* DIRECTIVE
Could you rewrite everything from "Spot the field." down to "[0,0,300,92]" in the records, substituting "Locate" for every "Spot" and leaving all else unchanged?
▽
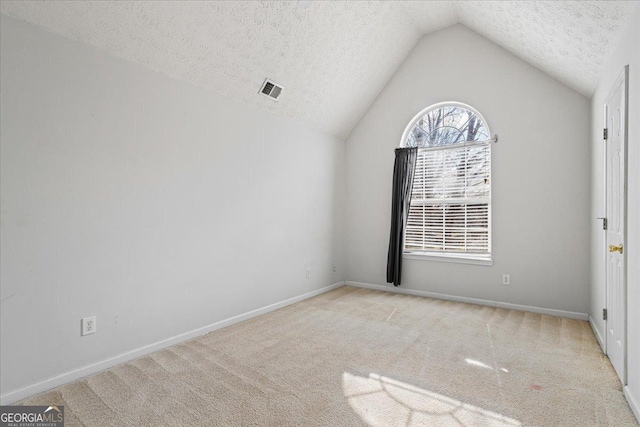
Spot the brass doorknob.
[609,244,622,253]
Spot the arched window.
[402,102,493,264]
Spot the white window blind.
[405,141,491,259]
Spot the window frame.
[400,101,495,266]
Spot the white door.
[605,68,627,384]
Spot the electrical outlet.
[81,316,96,336]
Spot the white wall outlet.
[81,316,96,336]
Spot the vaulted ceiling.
[0,0,638,137]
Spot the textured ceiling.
[0,0,638,137]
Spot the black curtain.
[387,147,418,286]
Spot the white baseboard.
[0,282,344,405]
[624,385,640,423]
[589,315,607,354]
[344,281,589,320]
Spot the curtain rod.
[400,135,498,151]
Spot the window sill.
[402,252,493,266]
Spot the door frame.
[602,65,629,387]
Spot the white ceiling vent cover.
[260,79,282,100]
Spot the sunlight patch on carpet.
[342,372,521,427]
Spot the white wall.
[345,25,590,313]
[591,3,640,419]
[0,15,344,402]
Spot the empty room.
[0,0,640,427]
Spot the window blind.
[405,141,491,257]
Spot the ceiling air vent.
[260,79,282,100]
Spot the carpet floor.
[17,286,638,427]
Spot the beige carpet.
[17,287,637,427]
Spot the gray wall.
[345,25,590,313]
[0,15,344,402]
[591,3,640,419]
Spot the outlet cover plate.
[81,316,96,336]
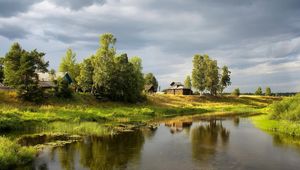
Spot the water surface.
[25,118,300,170]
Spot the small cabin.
[38,72,73,89]
[165,82,193,95]
[144,84,156,93]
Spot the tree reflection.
[191,120,229,162]
[36,131,144,170]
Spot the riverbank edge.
[251,114,300,137]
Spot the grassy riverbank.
[0,92,280,166]
[253,95,300,137]
[0,92,279,133]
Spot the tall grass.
[0,137,36,169]
[270,94,300,121]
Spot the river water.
[24,118,300,170]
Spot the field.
[0,92,281,167]
[253,95,300,137]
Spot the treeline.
[0,33,158,102]
[185,54,231,96]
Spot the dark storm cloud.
[0,0,41,17]
[51,0,105,10]
[0,0,300,91]
[0,24,30,40]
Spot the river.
[24,118,300,170]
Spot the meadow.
[0,92,281,167]
[253,95,300,137]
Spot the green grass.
[0,137,36,169]
[253,95,300,136]
[0,91,281,169]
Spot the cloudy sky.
[0,0,300,92]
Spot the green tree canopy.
[255,87,262,95]
[92,33,116,97]
[265,87,272,96]
[4,43,49,102]
[76,57,94,92]
[219,66,231,93]
[192,54,206,92]
[144,73,158,91]
[92,33,144,102]
[184,76,192,88]
[59,48,80,84]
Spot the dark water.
[26,119,300,170]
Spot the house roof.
[168,82,190,90]
[39,81,56,88]
[37,72,73,83]
[144,84,154,91]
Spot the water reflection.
[34,131,144,170]
[23,118,300,170]
[191,120,230,162]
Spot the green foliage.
[92,33,116,97]
[0,137,36,169]
[92,33,144,102]
[184,76,192,88]
[4,43,49,103]
[76,58,94,92]
[270,94,300,121]
[0,57,4,83]
[192,54,206,92]
[231,88,240,97]
[255,87,262,96]
[59,48,79,83]
[4,43,25,87]
[55,78,73,98]
[144,73,158,91]
[129,56,145,96]
[192,54,227,95]
[204,55,219,95]
[265,87,272,96]
[219,66,231,94]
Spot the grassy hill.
[0,92,280,133]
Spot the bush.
[0,137,36,169]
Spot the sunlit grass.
[0,137,36,169]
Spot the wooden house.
[165,82,193,95]
[38,72,73,89]
[144,84,156,93]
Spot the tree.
[55,78,73,98]
[4,43,49,102]
[76,57,94,92]
[231,88,240,96]
[0,57,4,83]
[59,48,79,84]
[129,56,145,96]
[204,55,219,95]
[144,73,158,91]
[192,54,206,93]
[219,66,231,94]
[265,87,272,96]
[92,33,144,102]
[255,87,262,95]
[4,43,25,88]
[92,33,117,97]
[184,76,192,88]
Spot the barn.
[165,82,193,95]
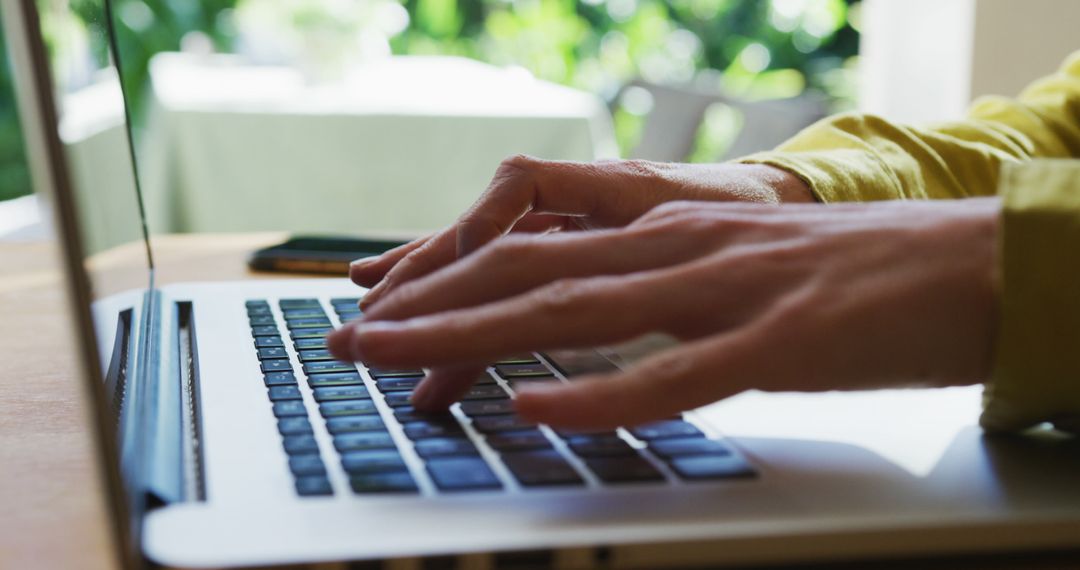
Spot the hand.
[329,199,999,429]
[350,157,813,309]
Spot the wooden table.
[0,233,291,570]
[0,233,1080,570]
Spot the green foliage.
[0,20,30,201]
[0,0,859,204]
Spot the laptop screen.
[2,0,153,562]
[37,0,152,298]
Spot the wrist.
[741,164,816,204]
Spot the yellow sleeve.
[741,52,1080,431]
[739,52,1080,203]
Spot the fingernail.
[409,380,434,410]
[349,256,379,268]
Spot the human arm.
[330,199,998,429]
[746,52,1080,431]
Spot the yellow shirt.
[742,52,1080,431]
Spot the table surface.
[137,54,618,233]
[0,233,1077,569]
[0,233,283,569]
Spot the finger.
[367,220,723,321]
[514,328,777,430]
[360,214,566,310]
[345,274,669,367]
[349,234,435,287]
[411,364,486,411]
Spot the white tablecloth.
[141,54,617,232]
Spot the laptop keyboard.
[246,298,754,497]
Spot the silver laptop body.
[2,0,1080,569]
△
* EXERCISE OUTPUT
Locate the field.
[0,92,281,167]
[253,95,300,137]
Locate the treeline.
[0,33,158,102]
[185,54,231,96]
Locate the dark storm cloud.
[0,0,41,17]
[51,0,105,10]
[0,0,300,91]
[0,24,30,40]
Locate the river.
[24,118,300,170]
Locate the meadow.
[0,92,281,167]
[253,95,300,137]
Locate the green grass.
[0,137,36,169]
[253,95,300,136]
[0,91,281,169]
Locate the cloudy sky.
[0,0,300,92]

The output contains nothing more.